Читаем Юность, 1974-8 полностью

Переступить жанровую границу, отделяющую первую часть книги от второй — путевых заметок о Таджикистане «Несколько шагов на Восток» — читателю оказывается несложно. Ибо Коротич верен себе: и у встреченных им современников и у незнакомого доселе народа он подмечает прежде всего черты характера, свидетельствующие опять же и о культуре и о цельности пути. Портрет таджикского народа выписан с искренним уважением к его традициям и делам, к его вчерашнему и сегодняшнему дням.

«Эта книга писалась не сразу», — предуведомляет Коротич. Это заметно, но еще более заметно ее единство, обусловленное задачей автора рассказать о человеке, что не согнулся, не поддался, а выпрямился и встал в полный рост.

Ю. ЛЯХОВ

Способ остановить мгновение

В учительской одной школы возник спор, какие классы самые трудные. «Восьмые, — убежденно сказала учительница физики Лидия Алексеевна. Ей возразили. «Восьмые, — тихо повторила она». Так начинается повесть Ивана Зюзюкина «Новенькая» («Молодая гвардия», 1973) Это дневники двух восьмиклассников, мальчика и девочки. Автор намеренно удаляется в сторону и позволяет нам взглянуть на мир подростков глазами подростков.

Каким же противоречивым оказывается этот мир! Свалка у дверей класса, записка с нецензурными словами… И сочинение, в котором один из героев, Леня Баранчук, пишет: «Сейчас происходит становление моего характера. Я стал собраннее, сознательно воспитываю силу воли. Если раньше мне иногда нравилось побездельничать, то теперь мучает совесть, если за день не сделаю ничего полезного».

**ПРИЛАГАЕМЫЙ СПИСОК**
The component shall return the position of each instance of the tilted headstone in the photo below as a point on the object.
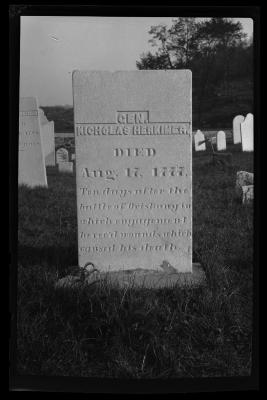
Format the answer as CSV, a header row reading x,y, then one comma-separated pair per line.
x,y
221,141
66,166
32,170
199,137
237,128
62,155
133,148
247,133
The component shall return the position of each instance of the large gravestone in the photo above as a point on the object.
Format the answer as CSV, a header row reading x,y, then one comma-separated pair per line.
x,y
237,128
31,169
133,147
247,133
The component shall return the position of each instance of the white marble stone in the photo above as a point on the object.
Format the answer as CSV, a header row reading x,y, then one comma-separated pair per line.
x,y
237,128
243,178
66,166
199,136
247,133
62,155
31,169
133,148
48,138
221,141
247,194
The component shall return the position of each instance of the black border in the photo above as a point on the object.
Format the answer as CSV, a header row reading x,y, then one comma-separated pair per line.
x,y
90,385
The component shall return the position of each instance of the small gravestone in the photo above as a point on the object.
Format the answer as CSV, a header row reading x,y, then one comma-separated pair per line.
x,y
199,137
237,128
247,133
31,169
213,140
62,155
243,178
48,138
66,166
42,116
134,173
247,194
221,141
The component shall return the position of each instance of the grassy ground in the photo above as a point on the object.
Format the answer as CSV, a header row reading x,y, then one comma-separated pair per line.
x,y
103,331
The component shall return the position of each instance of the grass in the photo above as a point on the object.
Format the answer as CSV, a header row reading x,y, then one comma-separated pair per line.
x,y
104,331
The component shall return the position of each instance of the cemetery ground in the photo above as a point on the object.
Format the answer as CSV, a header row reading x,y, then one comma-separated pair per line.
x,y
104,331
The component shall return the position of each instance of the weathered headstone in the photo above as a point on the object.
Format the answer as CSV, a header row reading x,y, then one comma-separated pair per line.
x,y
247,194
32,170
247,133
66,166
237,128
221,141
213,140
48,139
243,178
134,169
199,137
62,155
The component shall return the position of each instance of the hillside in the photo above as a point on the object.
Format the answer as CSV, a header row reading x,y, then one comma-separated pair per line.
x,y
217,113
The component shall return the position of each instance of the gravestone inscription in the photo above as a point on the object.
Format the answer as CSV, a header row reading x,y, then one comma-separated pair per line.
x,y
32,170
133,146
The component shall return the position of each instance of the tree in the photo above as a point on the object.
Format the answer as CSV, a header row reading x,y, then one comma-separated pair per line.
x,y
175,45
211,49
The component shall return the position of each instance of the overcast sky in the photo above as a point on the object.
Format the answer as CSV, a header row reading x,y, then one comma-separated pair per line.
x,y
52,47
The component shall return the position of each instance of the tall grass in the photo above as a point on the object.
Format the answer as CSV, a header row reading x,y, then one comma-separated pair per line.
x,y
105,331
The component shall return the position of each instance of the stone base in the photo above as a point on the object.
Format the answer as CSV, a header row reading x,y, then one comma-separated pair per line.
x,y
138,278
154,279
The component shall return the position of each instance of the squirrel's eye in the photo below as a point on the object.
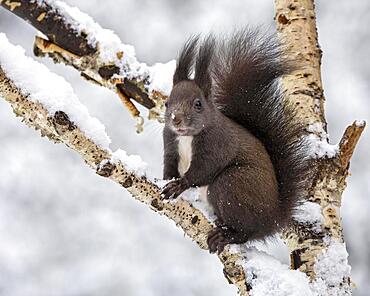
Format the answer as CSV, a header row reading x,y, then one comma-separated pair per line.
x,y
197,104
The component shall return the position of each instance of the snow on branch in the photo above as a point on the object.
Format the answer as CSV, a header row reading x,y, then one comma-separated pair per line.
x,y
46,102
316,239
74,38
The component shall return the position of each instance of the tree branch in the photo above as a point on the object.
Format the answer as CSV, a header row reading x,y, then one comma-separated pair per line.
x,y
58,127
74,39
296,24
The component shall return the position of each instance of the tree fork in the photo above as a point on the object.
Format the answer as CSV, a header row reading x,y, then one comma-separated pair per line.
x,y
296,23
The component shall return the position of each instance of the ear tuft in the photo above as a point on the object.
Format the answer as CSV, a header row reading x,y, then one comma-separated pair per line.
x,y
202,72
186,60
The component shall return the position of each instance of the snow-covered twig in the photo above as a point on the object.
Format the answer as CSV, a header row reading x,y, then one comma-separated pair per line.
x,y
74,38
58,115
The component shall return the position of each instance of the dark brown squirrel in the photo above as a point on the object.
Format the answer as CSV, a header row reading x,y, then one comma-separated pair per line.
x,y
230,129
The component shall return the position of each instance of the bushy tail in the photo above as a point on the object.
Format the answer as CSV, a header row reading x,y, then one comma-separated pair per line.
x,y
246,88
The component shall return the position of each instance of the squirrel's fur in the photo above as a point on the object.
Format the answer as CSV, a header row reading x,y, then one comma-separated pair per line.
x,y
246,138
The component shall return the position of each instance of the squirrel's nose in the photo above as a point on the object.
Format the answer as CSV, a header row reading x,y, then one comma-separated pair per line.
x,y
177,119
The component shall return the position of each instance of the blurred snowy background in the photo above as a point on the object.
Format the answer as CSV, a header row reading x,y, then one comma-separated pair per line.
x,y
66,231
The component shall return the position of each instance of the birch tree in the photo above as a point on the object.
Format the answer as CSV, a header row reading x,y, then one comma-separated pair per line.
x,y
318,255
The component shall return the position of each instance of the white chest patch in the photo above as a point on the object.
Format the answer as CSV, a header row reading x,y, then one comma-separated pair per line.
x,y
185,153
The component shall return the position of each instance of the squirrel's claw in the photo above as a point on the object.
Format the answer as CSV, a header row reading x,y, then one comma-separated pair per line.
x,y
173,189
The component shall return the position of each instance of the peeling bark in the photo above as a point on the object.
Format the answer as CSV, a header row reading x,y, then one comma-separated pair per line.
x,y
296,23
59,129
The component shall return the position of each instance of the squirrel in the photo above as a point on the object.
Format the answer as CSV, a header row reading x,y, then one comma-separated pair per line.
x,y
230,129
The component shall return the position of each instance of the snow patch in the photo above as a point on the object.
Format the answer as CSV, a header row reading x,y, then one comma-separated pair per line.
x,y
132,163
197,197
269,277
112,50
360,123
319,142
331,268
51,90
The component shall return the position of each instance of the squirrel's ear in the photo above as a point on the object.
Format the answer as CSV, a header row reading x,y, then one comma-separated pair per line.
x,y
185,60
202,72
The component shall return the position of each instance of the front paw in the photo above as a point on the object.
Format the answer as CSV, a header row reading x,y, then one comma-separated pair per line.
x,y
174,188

**ПИСЬМЕННОЕ ЗАДАНИЕ A**
Кто в тексте о книгах из журнала «Юность» утверждает, что самые трудные классы — восьмые?
**ПИСЬМЕННОЕ ЗАДАНИЕ B**
Допишите текст о книгах из журнала «Юность», начав сразу после его последней фразы.
Список взят из другого источника.

**ПИСЬМЕННЫЙ ОТВЕТ A**
Учительница физики Лидия Алексеевна.

**ПИСЬМЕННЫЙ ОТВЕТ B**
И словно вторит Лене Баранчуку Валерка Волконский из повести «Семейная фотография»: «Бывает, еще лежу в постели, думаю: хорошо бы встать и сделать что-то доброе, просто так, ни за что… например, позвонить какой-нибудь старушке и спросить, не надо ли сбегать в аптеку. Это ведь так легко, а я не делаю…»

Сквозь повседневную неразбериху поступков своих героев автор последовательно добирается до их сущности, отбрасывая все второстепенное, возрастное, и перед нами предстают легкоранимые, отзывчивые и, кач правило, добрые люди. Их «незнание» самих себя, пожалуй, является одним из основных компонентов авторского «знания» о них. Из книги мы узнаем, что думают по тому или иному поводу автор, педагог, родители…

Много пришлось пережить пионервожатой Алле (повесть «Под древом познания»), прежде чем ее 8 «А» стал лучшим в школе. Но зато, когда бывшего «хулигана» Микрюкова спросили: «А тебя кто научил быть активным?» — он ответил: «Учителя, которые сами активные».

Читая книгу, живешь одной жизнью с ее героями и веришь, что ответственны за подрастающее поколение не только учителя и родители, но и все мы. Надо уметь проникнуть «в детство родившихся после тебя. Это единственный, без всяких сделок с чертом, способ остановить мгновение, не постареть раньше срока, а другого способа, я уверен, не дано…»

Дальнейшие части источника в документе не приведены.